Give back exactly the lines that run from the beginning of the entries to the line containing "green road sign", both included, and nothing else.

····················

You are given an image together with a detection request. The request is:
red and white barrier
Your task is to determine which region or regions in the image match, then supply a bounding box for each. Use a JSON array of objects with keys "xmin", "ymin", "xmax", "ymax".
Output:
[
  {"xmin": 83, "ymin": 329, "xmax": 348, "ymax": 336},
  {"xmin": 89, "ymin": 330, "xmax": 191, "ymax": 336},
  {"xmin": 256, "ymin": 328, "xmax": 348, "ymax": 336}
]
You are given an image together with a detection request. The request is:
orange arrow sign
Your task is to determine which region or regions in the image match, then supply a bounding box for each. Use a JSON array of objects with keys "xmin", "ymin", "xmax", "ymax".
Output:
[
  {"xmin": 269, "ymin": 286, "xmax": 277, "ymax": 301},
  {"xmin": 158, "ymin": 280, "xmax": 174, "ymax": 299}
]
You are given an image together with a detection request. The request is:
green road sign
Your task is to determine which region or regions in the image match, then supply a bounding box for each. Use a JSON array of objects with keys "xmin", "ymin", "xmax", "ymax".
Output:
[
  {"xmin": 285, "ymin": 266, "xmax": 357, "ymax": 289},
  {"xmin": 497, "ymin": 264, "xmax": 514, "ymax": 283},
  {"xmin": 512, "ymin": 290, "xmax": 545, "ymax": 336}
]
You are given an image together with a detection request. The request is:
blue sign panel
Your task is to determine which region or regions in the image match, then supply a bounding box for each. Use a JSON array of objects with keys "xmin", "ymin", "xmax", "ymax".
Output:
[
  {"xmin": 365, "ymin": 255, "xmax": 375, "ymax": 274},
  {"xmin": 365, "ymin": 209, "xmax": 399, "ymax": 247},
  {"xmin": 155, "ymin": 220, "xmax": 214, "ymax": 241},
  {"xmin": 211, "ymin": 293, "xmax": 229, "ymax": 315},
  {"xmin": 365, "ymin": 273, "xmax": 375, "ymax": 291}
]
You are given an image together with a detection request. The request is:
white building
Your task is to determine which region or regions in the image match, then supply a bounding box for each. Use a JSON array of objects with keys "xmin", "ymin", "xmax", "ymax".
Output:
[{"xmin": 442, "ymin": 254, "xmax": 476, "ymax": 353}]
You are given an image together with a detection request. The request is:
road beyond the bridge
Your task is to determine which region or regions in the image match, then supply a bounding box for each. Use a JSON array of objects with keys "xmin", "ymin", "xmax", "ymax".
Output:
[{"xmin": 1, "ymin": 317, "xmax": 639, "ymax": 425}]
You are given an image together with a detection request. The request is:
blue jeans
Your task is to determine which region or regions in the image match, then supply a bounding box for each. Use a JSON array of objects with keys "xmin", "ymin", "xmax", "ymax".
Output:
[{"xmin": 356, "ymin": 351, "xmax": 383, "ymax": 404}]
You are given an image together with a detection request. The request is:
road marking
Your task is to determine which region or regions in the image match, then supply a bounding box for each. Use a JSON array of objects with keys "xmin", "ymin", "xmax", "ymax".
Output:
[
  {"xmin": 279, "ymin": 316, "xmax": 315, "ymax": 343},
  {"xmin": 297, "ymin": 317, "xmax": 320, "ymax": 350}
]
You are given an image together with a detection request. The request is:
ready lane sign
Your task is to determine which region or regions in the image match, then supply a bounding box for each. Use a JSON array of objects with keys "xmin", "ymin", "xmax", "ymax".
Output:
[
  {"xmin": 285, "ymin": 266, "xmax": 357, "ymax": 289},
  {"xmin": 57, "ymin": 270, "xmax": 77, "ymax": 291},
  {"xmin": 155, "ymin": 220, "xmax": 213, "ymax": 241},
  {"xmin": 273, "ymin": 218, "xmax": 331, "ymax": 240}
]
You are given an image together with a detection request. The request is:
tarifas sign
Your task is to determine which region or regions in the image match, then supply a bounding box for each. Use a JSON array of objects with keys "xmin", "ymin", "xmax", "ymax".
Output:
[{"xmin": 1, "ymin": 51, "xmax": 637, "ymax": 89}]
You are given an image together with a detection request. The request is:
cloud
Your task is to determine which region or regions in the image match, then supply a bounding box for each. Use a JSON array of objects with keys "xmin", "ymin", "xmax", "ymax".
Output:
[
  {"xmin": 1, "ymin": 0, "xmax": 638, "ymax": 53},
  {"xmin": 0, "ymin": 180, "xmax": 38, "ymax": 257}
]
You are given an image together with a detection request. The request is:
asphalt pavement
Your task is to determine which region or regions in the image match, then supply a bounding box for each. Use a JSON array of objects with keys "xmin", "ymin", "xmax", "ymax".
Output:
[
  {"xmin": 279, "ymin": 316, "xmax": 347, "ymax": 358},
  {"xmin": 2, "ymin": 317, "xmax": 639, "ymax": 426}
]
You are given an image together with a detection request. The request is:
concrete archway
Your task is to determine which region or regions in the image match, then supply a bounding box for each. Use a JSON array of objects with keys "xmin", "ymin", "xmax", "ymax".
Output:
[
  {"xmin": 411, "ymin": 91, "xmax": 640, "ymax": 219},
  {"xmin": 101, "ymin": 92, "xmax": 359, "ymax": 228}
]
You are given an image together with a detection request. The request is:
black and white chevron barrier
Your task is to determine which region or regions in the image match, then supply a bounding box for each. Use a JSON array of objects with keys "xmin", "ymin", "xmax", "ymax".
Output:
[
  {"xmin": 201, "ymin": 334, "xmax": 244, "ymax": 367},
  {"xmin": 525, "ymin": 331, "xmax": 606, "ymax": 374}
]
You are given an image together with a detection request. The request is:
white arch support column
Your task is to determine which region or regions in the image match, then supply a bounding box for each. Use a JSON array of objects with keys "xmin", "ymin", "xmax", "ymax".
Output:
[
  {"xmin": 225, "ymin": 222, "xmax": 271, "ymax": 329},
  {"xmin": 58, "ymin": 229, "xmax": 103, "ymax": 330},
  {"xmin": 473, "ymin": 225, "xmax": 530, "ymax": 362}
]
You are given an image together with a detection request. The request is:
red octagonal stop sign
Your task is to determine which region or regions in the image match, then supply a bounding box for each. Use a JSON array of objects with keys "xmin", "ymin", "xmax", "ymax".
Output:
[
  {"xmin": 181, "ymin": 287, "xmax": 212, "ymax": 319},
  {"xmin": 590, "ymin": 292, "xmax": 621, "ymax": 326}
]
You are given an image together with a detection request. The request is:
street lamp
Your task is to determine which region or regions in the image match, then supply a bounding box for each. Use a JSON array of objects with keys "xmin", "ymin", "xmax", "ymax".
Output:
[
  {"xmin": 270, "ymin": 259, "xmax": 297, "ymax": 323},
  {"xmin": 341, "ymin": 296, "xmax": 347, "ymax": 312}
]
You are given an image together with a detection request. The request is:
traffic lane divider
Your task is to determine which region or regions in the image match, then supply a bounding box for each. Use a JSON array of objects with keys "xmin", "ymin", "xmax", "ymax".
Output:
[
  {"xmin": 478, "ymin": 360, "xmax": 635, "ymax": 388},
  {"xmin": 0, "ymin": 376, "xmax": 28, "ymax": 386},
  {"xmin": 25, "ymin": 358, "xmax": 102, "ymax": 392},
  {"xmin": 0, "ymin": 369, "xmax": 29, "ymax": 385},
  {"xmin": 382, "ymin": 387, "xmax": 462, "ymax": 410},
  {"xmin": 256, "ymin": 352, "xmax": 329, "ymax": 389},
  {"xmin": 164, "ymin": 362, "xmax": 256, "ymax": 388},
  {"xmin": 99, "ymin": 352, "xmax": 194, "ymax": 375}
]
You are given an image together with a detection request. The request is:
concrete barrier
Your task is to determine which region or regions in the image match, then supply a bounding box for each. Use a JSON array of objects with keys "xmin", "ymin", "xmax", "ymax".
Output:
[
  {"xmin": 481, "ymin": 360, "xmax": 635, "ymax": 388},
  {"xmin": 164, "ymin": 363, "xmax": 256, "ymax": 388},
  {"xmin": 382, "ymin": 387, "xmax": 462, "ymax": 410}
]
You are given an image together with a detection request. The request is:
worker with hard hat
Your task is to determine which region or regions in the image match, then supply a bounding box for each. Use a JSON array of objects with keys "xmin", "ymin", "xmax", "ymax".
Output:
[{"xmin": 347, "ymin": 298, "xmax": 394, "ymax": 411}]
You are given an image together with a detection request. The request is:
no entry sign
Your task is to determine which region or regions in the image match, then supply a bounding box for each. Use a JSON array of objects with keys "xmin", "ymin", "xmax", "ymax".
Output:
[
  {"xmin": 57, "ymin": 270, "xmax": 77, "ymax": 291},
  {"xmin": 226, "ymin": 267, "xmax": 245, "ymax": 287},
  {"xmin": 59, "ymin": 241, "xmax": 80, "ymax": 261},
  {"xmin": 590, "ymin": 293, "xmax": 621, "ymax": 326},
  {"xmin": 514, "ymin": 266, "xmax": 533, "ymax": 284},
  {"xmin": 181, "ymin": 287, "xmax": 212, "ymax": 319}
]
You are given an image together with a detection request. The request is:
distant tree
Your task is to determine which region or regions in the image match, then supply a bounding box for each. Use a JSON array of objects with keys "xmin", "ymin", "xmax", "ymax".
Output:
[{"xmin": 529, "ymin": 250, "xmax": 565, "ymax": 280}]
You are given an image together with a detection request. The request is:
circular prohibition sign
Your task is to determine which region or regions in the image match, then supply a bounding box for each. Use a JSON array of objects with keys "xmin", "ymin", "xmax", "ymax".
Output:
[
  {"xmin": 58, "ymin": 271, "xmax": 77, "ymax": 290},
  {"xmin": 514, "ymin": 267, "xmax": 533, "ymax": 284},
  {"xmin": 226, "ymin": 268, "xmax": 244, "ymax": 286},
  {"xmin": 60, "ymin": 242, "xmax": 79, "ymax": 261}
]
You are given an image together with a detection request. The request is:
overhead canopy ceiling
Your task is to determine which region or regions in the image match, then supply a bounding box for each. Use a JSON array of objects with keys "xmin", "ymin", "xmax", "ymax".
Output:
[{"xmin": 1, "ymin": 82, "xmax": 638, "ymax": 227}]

····················

● **ANSWER TO THIS TASK**
You are given an image together with a detection request. The request is:
red and white barrier
Your task is to determine which region or regions in the image match, then supply a bounding box for each. Use a JSON array of objects with keys "xmin", "ymin", "xmax", "ymax".
Output:
[
  {"xmin": 83, "ymin": 329, "xmax": 348, "ymax": 336},
  {"xmin": 89, "ymin": 330, "xmax": 191, "ymax": 336},
  {"xmin": 256, "ymin": 328, "xmax": 348, "ymax": 336}
]
You are given an image together with a detection request. The request is:
orange arrow sign
Your task is to determine which region or regions in the image match, then supply a bounding box for each. Use a JSON array of objects with keys "xmin", "ymin", "xmax", "ymax".
Output:
[
  {"xmin": 269, "ymin": 286, "xmax": 277, "ymax": 301},
  {"xmin": 158, "ymin": 280, "xmax": 174, "ymax": 299}
]
You are given an image together with a detection request. The request is:
green road sign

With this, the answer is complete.